§ Exercise tasks
a) According to the book page, who published Trust Me, and on what date?
b) Using the book page, explain why the writer likes the bay window in the kitchen.
c) Turn the book page paragraph that begins "Things you love about where you live" into a short list, keeping its main facts.

In this gripping romantic suspense, Kelly Irvin plumbs the complexity of broken trust in the people we love—and in God—and whether either can be mended.

Book Details:

Title: Trust Me
Author: Kelly Irvin

Genre: romantic suspense

Publisher: Thomas Nelson (February 8, 2022)

Print length: 384 pages



A few of your favorite things: my heated blanket and flannel pajamas, my copy of The Secret Garden, the 2,000-piece Lego typewriter my son and daughter-in-law gave me.
Things you need to throw out: the clothes in my closet that I keep because I might gain back the weight I lost, as well as the ones I keep in case I lose that additional 10 pounds.

Things you need in order to write: a quiet room, a fast computer, time to daydream.
Things that hamper your writing: health issues, loud music, barking dogs.

Things you love about writing: when new characters/plot twists appear out of nowhere.
Things you hate about writing: realizing I’m 10,000 words over my contracted word count and still have story to tell.

Easiest thing about being a writer: spending time with my characters every day.
Hardest thing about being a writer: bad reviews.

Things you love about where you live: my office’s big windows, the view from my office of an open field with lots of trees, no traffic, the bay window in the kitchen that allows me to eat my breakfast while watching the Cardinals and hummingbirds eat theirs at the birdfeeders.
Things that make you want to move: the long drive into town, barking dogs.

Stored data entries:
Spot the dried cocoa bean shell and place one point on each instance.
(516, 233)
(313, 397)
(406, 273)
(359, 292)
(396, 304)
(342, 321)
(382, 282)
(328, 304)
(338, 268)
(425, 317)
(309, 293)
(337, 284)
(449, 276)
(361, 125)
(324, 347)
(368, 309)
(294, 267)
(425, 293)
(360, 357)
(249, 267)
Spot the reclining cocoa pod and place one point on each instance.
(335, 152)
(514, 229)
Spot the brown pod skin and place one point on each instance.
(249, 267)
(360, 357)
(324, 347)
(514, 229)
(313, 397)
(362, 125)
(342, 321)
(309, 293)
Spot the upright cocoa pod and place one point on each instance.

§ Solutions to the tasks
a) Thomas Nelson published it on February 8, 2022.

b) The bay window lets the writer eat breakfast while watching the Cardinals and hummingbirds eat at the birdfeeders.

c)
Likes about home:
- Big windows in the office
- Office view of an open field with lots of trees
- No traffic
- Kitchen bay window for watching Cardinals and hummingbirds at the birdfeeders during breakfast

Reasons to move:
- Long drive into town
- Barking dogs